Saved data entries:
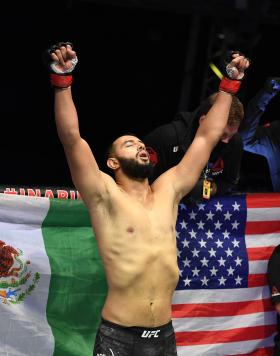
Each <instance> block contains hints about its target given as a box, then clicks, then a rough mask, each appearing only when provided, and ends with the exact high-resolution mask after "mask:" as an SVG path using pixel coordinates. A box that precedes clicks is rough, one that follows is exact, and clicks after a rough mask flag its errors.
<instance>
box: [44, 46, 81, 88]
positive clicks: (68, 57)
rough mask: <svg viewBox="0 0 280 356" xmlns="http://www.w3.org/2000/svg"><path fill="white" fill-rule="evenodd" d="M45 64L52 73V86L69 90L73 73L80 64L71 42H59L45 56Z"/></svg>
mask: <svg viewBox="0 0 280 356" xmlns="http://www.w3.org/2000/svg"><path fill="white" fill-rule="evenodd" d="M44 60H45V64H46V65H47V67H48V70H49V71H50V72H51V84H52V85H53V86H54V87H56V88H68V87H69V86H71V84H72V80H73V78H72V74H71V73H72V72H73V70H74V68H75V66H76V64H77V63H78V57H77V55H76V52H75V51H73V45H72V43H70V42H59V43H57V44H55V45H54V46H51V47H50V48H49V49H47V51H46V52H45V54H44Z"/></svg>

...

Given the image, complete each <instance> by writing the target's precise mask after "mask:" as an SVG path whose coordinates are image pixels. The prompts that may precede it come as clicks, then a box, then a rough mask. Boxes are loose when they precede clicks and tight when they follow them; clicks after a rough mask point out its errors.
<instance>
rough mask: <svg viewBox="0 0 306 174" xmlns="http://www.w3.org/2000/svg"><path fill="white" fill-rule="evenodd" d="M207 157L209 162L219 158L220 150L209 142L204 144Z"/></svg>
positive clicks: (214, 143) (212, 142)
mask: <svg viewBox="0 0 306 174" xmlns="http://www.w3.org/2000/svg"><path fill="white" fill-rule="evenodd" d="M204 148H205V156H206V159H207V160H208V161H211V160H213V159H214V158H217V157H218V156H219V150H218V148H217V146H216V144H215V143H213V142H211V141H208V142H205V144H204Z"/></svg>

* * *

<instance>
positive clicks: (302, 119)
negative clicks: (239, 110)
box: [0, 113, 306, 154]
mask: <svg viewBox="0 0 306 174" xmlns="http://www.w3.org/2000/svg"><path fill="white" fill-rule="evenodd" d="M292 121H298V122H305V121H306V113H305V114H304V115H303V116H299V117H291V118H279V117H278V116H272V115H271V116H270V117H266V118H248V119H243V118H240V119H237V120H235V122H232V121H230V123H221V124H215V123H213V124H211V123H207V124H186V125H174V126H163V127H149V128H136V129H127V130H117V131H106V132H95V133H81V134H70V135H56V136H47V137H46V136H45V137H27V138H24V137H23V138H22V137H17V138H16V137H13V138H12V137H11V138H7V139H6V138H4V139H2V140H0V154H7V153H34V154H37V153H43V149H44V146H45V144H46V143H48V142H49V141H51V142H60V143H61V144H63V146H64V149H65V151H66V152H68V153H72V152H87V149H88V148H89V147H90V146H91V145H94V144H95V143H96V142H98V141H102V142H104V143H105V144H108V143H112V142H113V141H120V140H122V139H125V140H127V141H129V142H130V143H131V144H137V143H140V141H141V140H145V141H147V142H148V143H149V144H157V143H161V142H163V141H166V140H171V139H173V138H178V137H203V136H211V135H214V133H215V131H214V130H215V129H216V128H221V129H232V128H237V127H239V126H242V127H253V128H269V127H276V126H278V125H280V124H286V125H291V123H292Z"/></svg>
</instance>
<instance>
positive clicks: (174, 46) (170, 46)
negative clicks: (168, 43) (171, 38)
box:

◆ **Work to complete**:
All lines above from the one holding "Each <instance> block" to the one holding "positive clicks: (68, 57)", inclusive, are to be copied exactly; no other line is wanted.

◆ **Answer area**:
Each <instance> block contains hints about its target given as a box, then clicks, then a rough mask, each appearing only when provided, and ends with the exact high-resolution mask after "mask:" as an SVG path using pixel coordinates. A box that precedes clicks is rough, one that follows is exact, and clicks after a rough mask flag its errors.
<instance>
box: [44, 46, 81, 88]
positive clicks: (68, 57)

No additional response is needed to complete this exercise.